DIRECTIVE 1:
Retype every line of the saved data entries precisely as they appear.

READING PASSAGE:
--------------------------------

Friday, May 29, 2009

It's good to have bright, young friends ...

... it's true ... they are alive and alert and bring all sorts of wonderful gifts whose full worth even they may not be aware of. I have at least one such young friend, Janardhan Rajan, who alerted me to the existence of this cool book called Brain Rules (Amazon, another) by John Medina. I love books about the brain, cognition, mind, intelligence and so on, and I am now compelled by forces beyond my control to acquire aforesaid book. Anyway, here's one quote that is totally, totally germane to this blog that I picked off of this cool presentation by Garr "Presentation Zen" Reynolds. (It's got 131 slides, but you'll love it!)
There is no greater anti-brain environment than the classroom and the cubicle.
I didn't say it -- Medina did. And the guy knows how the brain works: at the molecular level, too. Anyway, classrooms killed me when I was a student, and I have presided over the cerebral deaths of thousands of students as someone compelled by circumstances to confine my students to a classroom (a stricture I violated from time to time). I've railed against lectures and classrooms for years, and now comes a book that confirms what I have long believed.

--------------------------------

Saved data entries
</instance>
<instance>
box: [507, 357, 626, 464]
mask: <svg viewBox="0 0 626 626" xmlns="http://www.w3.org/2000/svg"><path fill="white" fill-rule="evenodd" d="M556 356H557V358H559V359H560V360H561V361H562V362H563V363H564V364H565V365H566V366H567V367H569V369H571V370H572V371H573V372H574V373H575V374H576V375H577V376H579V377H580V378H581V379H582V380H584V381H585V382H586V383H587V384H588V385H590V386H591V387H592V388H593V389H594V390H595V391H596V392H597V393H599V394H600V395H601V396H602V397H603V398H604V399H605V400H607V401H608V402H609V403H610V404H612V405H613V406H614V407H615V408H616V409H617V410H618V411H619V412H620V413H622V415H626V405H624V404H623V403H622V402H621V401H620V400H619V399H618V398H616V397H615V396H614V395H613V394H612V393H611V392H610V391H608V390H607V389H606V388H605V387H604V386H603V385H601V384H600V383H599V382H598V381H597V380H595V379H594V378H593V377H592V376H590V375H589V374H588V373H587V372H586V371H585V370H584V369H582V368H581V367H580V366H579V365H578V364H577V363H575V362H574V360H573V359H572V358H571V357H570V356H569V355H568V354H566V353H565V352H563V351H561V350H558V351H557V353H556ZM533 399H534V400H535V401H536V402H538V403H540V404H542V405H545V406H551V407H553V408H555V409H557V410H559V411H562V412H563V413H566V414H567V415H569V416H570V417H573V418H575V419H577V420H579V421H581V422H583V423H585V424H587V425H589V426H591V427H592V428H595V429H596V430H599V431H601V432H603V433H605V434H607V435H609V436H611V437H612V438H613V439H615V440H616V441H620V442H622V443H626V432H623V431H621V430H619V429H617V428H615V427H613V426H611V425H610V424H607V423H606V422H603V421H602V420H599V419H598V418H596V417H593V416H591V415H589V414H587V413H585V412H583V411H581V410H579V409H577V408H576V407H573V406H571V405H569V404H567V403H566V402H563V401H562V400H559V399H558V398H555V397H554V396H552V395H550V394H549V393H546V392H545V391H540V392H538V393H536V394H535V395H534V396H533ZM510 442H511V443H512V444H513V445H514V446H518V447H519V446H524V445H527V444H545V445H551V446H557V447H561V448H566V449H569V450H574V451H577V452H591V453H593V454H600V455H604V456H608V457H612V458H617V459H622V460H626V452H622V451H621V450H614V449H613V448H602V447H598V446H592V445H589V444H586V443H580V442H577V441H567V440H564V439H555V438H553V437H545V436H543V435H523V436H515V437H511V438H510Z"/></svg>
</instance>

--------------------------------

DIRECTIVE 2:
Echo the entire blog post about the book Brain Rules word for word.

WORKED SOLUTION 1:
</instance>
<instance>
box: [507, 357, 626, 464]
mask: <svg viewBox="0 0 626 626" xmlns="http://www.w3.org/2000/svg"><path fill="white" fill-rule="evenodd" d="M556 356H557V358H559V359H560V360H561V361H562V362H563V363H564V364H565V365H566V366H567V367H569V369H571V370H572V371H573V372H574V373H575V374H576V375H577V376H579V377H580V378H581V379H582V380H584V381H585V382H586V383H587V384H588V385H590V386H591V387H592V388H593V389H594V390H595V391H596V392H597V393H599V394H600V395H601V396H602V397H603V398H604V399H605V400H607V401H608V402H609V403H610V404H612V405H613V406H614V407H615V408H616V409H617V410H618V411H619V412H620V413H622V415H626V405H624V404H623V403H622V402H621V401H620V400H619V399H618V398H616V397H615V396H614V395H613V394H612V393H611V392H610V391H608V390H607V389H606V388H605V387H604V386H603V385H601V384H600V383H599V382H598V381H597V380H595V379H594V378H593V377H592V376H590V375H589V374H588V373H587V372H586V371H585V370H584V369H582V368H581V367H580V366H579V365H578V364H577V363H575V362H574V360H573V359H572V358H571V357H570V356H569V355H568V354H566V353H565V352H563V351H561V350H558V351H557V353H556ZM533 399H534V400H535V401H536V402H538V403H540V404H542V405H545V406H551V407H553V408H555V409H557V410H559V411H562V412H563V413H566V414H567V415H569V416H570V417H573V418H575V419H577V420H579V421H581V422H583V423H585V424H587V425H589V426H591V427H592V428H595V429H596V430H599V431H601V432H603V433H605V434H607V435H609V436H611V437H612V438H613V439H615V440H616V441H620V442H622V443H626V432H623V431H621V430H619V429H617V428H615V427H613V426H611V425H610V424H607V423H606V422H603V421H602V420H599V419H598V418H596V417H593V416H591V415H589V414H587V413H585V412H583V411H581V410H579V409H577V408H576V407H573V406H571V405H569V404H567V403H566V402H563V401H562V400H559V399H558V398H555V397H554V396H552V395H550V394H549V393H546V392H545V391H540V392H538V393H536V394H535V395H534V396H533ZM510 442H511V443H512V444H513V445H514V446H518V447H519V446H524V445H527V444H545V445H551V446H557V447H561V448H566V449H569V450H574V451H577V452H591V453H593V454H600V455H604V456H608V457H612V458H617V459H622V460H626V452H622V451H621V450H614V449H613V448H602V447H598V446H592V445H589V444H586V443H580V442H577V441H567V440H564V439H555V438H553V437H545V436H543V435H523V436H515V437H511V438H510Z"/></svg>
</instance>

WORKED SOLUTION 2:
Friday, May 29, 2009

It's good to have bright, young friends ...

... it's true ... they are alive and alert and bring all sorts of wonderful gifts whose full worth even they may not be aware of. I have at least one such young friend, Janardhan Rajan, who alerted me to the existence of this cool book called Brain Rules (Amazon, another) by John Medina. I love books about the brain, cognition, mind, intelligence and so on, and I am now compelled by forces beyond my control to acquire aforesaid book. Anyway, here's one quote that is totally, totally germane to this blog that I picked off of this cool presentation by Garr "Presentation Zen" Reynolds. (It's got 131 slides, but you'll love it!)
There is no greater anti-brain environment than the classroom and the cubicle.
I didn't say it -- Medina did. And the guy knows how the brain works: at the molecular level, too. Anyway, classrooms killed me when I was a student, and I have presided over the cerebral deaths of thousands of students as someone compelled by circumstances to confine my students to a classroom (a stricture I violated from time to time). I've railed against lectures and classrooms for years, and now comes a book that confirms what I have long believed.